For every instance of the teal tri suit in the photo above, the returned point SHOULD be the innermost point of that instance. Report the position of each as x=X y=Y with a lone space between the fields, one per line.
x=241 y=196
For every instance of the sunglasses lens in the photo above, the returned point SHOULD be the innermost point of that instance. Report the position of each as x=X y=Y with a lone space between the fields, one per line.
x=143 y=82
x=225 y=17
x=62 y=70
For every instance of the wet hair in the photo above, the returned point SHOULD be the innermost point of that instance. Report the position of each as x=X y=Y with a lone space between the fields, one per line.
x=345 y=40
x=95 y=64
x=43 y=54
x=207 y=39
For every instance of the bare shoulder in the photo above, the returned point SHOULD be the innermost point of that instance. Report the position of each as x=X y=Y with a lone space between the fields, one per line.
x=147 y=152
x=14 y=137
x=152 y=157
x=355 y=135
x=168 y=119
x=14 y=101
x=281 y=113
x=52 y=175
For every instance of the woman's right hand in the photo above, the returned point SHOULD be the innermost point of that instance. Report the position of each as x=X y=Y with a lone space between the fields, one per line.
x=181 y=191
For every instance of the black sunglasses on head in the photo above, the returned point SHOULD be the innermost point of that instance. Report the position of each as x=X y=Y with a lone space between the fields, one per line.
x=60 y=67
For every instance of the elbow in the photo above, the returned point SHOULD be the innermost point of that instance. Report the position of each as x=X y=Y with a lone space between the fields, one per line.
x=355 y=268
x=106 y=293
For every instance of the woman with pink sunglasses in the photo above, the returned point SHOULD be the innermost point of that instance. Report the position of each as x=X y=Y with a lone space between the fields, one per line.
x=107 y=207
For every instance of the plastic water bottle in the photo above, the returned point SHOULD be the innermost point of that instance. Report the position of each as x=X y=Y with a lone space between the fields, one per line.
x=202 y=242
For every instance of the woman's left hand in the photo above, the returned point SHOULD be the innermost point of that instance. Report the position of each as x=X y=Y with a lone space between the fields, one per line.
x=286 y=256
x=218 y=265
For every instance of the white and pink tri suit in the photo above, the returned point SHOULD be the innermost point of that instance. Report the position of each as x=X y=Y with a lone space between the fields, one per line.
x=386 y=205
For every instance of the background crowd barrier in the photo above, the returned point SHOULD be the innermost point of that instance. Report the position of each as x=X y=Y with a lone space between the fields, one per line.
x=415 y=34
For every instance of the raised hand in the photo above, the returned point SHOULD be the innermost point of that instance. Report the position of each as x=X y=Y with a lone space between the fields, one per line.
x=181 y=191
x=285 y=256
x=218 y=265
· · · ·
> _GOAL OF THE EXERCISE_:
Reproduce the material above word for word, keeping every line in its original order.

> _ANSWER IN FULL_:
For every instance of the teal tri suit in the photo above, the returned point SHOULD be the innermost point of that instance. Report the position of each as x=X y=Y with a lone space between the fields, one per line.
x=241 y=196
For every instance of the sunglasses lens in the photo above, the returned point SHOULD be the innermost point of that instance. Report the position of each as x=X y=Y with a lone space between the fields, one per line.
x=143 y=82
x=225 y=17
x=62 y=70
For every instance of the wet hair in the photo above, the returned point SHOULD be the innermost point of that instance. Report the position of each as x=X y=Y with a lone space between the fields, one per line.
x=345 y=40
x=95 y=64
x=43 y=54
x=207 y=39
For every instance of the bare shoulder in the photo above, the returned point SHOULD be the innermost point of that instance. Report the position of each as x=X y=Y with a lone space between the fields, one per line.
x=147 y=152
x=14 y=137
x=152 y=157
x=355 y=135
x=168 y=119
x=14 y=101
x=281 y=113
x=52 y=175
For every instance of the woman's right hand in the photo above, the returned point SHOULD be the innermost point of that instance. Report the position of each as x=X y=Y with a lone space between the fields, one per line.
x=181 y=191
For every instance of the black sunglasses on head in the photo above, the returned point SHOULD be the innermost point of that instance. Report the position of each as x=X y=Y with a lone space between the fields, one per line.
x=60 y=67
For every instance of the elbow in the photo above, the returned point SHOULD be the innermost point of that instance. Report the position of each as x=X y=Y with a lone space between the fields, one per line.
x=355 y=268
x=106 y=293
For every instance of the woman with pink sunglasses in the photo above, the returned point SHOULD be the innermost point of that instance. Report the position of each as x=X y=Y with a lone space between the fields, one per line.
x=107 y=207
For every instance of the plastic water bottle in the photo above, the returned point SHOULD be the innermost point of that instance. Report the position of each as x=X y=Y with a lone space between the fields, one per line.
x=202 y=242
For every instance of the woman's left hand in the photo above, the returned point SHOULD be the innermost point of that instance. Report the position of each as x=X y=Y with a lone space between the fields, one per line.
x=286 y=256
x=218 y=265
For every instance of the white and pink tri suit in the photo above, the returned point SHOULD be the innermost point of that instance. Report the position of each as x=X y=Y with a lone space between the fields, one per line.
x=386 y=205
For every instance of the background crowd barrier in the photo above, the returned point SHOULD be the innermost point of that instance. Report the position of each as x=X y=Y with a lone space between the fields, one per line.
x=415 y=34
For every instance of the raised hand in the photo above, the returned point SHOULD be the innermost point of that instance. Report the position of each as x=X y=Y with a lone space between the fields, one per line.
x=181 y=191
x=285 y=256
x=218 y=265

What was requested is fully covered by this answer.